◆ Görev yönergeleri
A - Budapeşte basın toplantısı metnine göre Çavuşoğlu, Türkiye'nin hangi güvenlik endişesinin karşılanması gerektiğini söylüyor? Bu endişenin gerekçesini metinde verildiği şekliyle açıklayın.
B - Budapeşte basın toplantısı metnine göre aşağıdaki soruları yanıtlayın:
(i) Görüşme hangi şehirde yapıldı?
(ii) Türkiye, ittifakın toplam bütçesine en çok katkı sağlayan ilk kaç ülke arasında yer alıyor?
(iii) NATO belgelerinde en önemli iki tehdit olarak neler gösteriliyor?
C - Budapeşte basın toplantısı metninden, "Türkiye ve Macaristan'ın" sözcüklerini içeren kısımla başlayıp "terörizmin gösterildiğini anımsattı." ile biten bölümü hiçbir değişiklik yapmadan geri verin.
══ Metin parçası ══
Çavuşoğlu ve Macaristan Dışişleri ve Dış Ticaret Bakanı
Peter Szijarto, Macaristan'ın başkenti Budapeşte'deki görüşmenin ardından ortak
basın toplantısı düzenledi.
Türkiye ve Macaristan'ın hala İsveç ve Finlandiya'nın NATO
üyeliğini onaylamayan iki ülke olmasına dair bir soruya Çavuşoğlu, "Biz de
Türkiye olarak tıpkı Macaristan gibi NATO'nun genişlemesini
destekliyoruz." yanıtını verdi.
Çavuşoğlu, Türkiye'nin, NATO misyon ve faaliyetlerine en çok
katkı sağlayan 5 ülkeden, ittifakın toplam bütçesine de en çok katkı sağlayan
ilk 8 ülkeden biri olduğuna işaret ederek, bugün NATO belgelerinde en önemli
iki tehdit olarak Rusya ve terörizmin gösterildiğini anımsattı.
'Türkiye'nin güvenlik endişesinin karşılanmaması kabul
edilemez'
Türkiye'nin İsveç ve Finlandiya'nın güvenlik endişelerini
anladığını vurgulayan Çavuşoğlu, şöyle konuştu:
"(Güvenlik endişeleri) O nedenle NATO'ya üye olmak
istediklerini de biliyoruz. Ama bir taraftan o iki ülkenin güvenlik
endişelerini anlarken, Türkiye'nin güvenlik endişesinin karşılanmaması kabul
edilemez, o da terörle mücadeledir. Maalesef bu terör örgütleri FETÖ, PKK, PYD
bu ülkelerde özellikle İsveç'te yoğun bir mevcudiyeti var bunların. Sadece
mevcudiyet değil çok faaliyet gösteriyorlar. Para toplama, terörizmin
finansmanı aslında bu ona girer. Aynı zamanda insan devşirme, oralardan
Irak'taki Kandil Dağı'na, Suriye'ye insan devşiriyorlar, propaganda devam
ediyor."
═══
══ Toplanan malzeme ══
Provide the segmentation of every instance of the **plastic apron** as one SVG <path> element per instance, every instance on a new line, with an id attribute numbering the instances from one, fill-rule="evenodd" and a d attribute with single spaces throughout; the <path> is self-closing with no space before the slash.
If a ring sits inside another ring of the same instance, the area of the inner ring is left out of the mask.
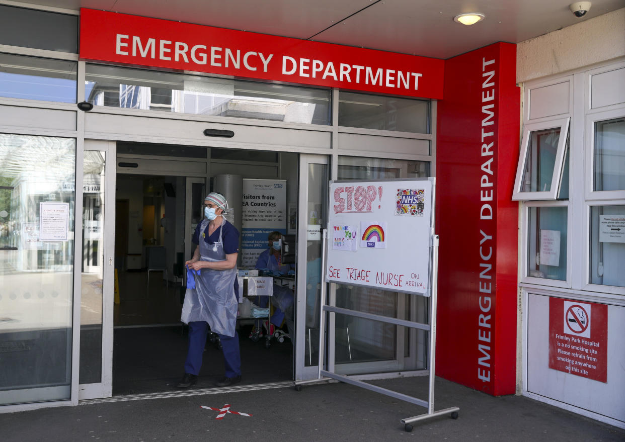
<path id="1" fill-rule="evenodd" d="M 204 232 L 209 221 L 202 221 L 200 232 Z M 224 261 L 226 252 L 221 238 L 221 231 L 226 220 L 219 227 L 219 240 L 209 244 L 200 238 L 199 253 L 202 261 Z M 196 275 L 196 288 L 188 289 L 182 305 L 180 320 L 185 323 L 194 321 L 206 321 L 211 331 L 226 336 L 234 336 L 236 313 L 239 307 L 234 294 L 234 278 L 236 268 L 227 270 L 202 268 Z"/>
═══
◆ Görev yanıtları
A - Çavuşoğlu, karşılanması gereken endişenin terörle mücadele olduğunu söylüyor. Gerekçe olarak FETÖ, PKK ve PYD'nin bu ülkelerde, özellikle İsveç'te, yoğun bir mevcudiyeti olduğunu belirtiyor. Bu örgütlerin para toplayıp terörü finanse ettiğini, Kandil Dağı'na ve Suriye'ye insan devşirdiğini ve propagandalarını sürdürdüğünü ekliyor.

B -
(i) Budapeşte'de.
(ii) İlk 8 ülke arasında.
(iii) Rusya ve terörizm.

C -
Türkiye ve Macaristan'ın hala İsveç ve Finlandiya'nın NATO
üyeliğini onaylamayan iki ülke olmasına dair bir soruya Çavuşoğlu, "Biz de
Türkiye olarak tıpkı Macaristan gibi NATO'nun genişlemesini
destekliyoruz." yanıtını verdi.
Çavuşoğlu, Türkiye'nin, NATO misyon ve faaliyetlerine en çok
katkı sağlayan 5 ülkeden, ittifakın toplam bütçesine de en çok katkı sağlayan
ilk 8 ülkeden biri olduğuna işaret ederek, bugün NATO belgelerinde en önemli
iki tehdit olarak Rusya ve terörizmin gösterildiğini anımsattı.